-- begin Excerpt provided --

As we have seen in the theory session, Gibbs Sampling is an MCMC method
which allows us to estimate one parameter at a time. This is very useful
for models which have lots of parameters, as in a sense it reduces a
very large multidimensional inference problem to a set of single
dimension problems.

To recap, in order to generate a random sample from the joint density
$g\left(\mathbf{\theta}\right)=
g\left(\theta_1,\theta_2,\ldots,\theta_D\right)$ for a model with
$D$ parameters, we use the following algorithm:

1. Start with an initial set
$\mathbf{\theta}^{(0)}=
\left(\theta_1^{(0)},\theta_2^{(0)},\ldots,\theta_D^{(0)}\right)$
2. Generate $\theta_1^{(1)}$ from the conditional distribution 
$\theta_1 \mid \left(\theta_2^{(0)},\ldots,\theta_D^{(0)}\right)$
3. Generate $\theta_2^{(1)}$ from the conditional distribution
$\theta_2 \mid \left(\theta_1^{(1)},\theta_3^{(0)},\ldots,\theta_D^{(0)}\right)$
4.  $\quad\quad\cdots$
5. Generate $\theta_D^{(1)}$ from the conditional distribution
$\theta_D \mid \left(\theta_1^{(1)},\theta_2^{(1)},\ldots,\theta_{D-1}^{(1)}\right)$
6. Iterate from Step 2.

As with Metropolis-Hastings, in Gibbs Sampling we typically discard the
initial simulations (the burn-in period), reducing the dependence on the 
initial set of parameter values.

As with the other MCMC algorithms, the resulting simulations approximate a
random sample from the posterior distribution.

# Example: Simple Linear Regression

We will illustrate the use of Gibbs Sampling on a simple linear
regression model. Recall that we saw yesterday that we can obtain an
analytical solution for a Bayesian linear regression, but that more
complex models require a simulation approach.

-- end Excerpt provided --
-- begin Data for this task --

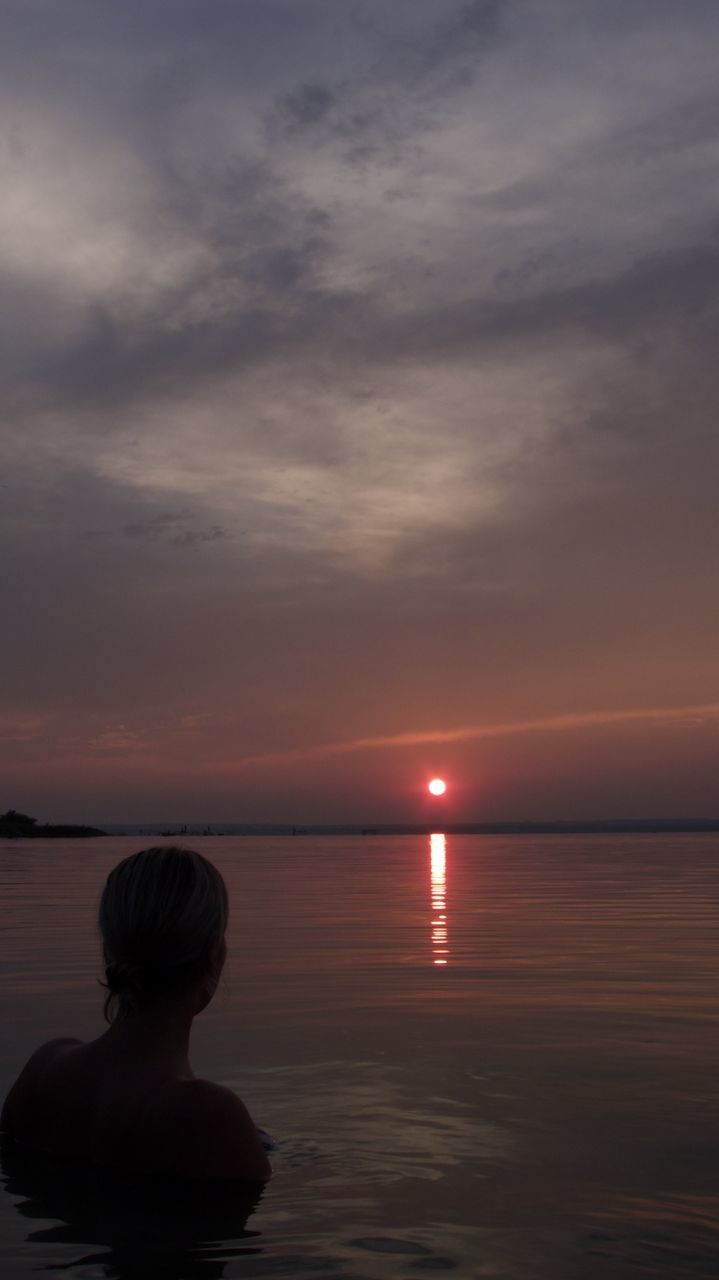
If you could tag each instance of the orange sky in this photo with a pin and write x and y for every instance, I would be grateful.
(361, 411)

-- end Data for this task --
-- begin Data for this task --

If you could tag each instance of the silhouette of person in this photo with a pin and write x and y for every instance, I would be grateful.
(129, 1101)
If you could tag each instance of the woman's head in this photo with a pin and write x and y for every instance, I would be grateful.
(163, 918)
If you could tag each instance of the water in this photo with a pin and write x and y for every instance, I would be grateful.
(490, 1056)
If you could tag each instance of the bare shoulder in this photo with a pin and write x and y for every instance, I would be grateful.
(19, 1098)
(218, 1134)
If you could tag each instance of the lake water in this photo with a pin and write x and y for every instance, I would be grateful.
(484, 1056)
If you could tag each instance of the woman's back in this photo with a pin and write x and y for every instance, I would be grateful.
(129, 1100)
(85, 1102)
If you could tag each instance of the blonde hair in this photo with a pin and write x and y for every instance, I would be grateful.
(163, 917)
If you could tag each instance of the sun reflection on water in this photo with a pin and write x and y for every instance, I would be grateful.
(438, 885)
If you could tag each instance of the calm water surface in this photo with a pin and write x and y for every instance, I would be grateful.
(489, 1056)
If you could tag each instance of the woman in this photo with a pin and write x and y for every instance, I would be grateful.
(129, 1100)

-- end Data for this task --

### Directive A
In the Gibbs Sampling text, can you give the stretch from "As with the" through "a simulation approach." again, but switch "posterior distribution" to "target distribution"?
### Directive B
Could you render the rows in the stretch from the line that contains "If you could tag each instance of the silhouette" through the line that contains "(129, 1101)", both ends included, as a two-column CSV with the headers label_request and coordinates? Use one CSV row per request, and put each value in a single quoted field with any line breaks turned into spaces.
The Gibbs Sampling text and the rows have no connection to each other.

### Solution A
As with the other MCMC algorithms, the resulting simulations approximate a
random sample from the target distribution.

# Example: Simple Linear Regression

We will illustrate the use of Gibbs Sampling on a simple linear
regression model. Recall that we saw yesterday that we can obtain an
analytical solution for a Bayesian linear regression, but that more
complex models require a simulation approach.

### Solution B
label_request,coordinates
"If you could tag each instance of the silhouette of person in this photo with a pin and write x and y for every instance, I would be grateful.","(129, 1101)"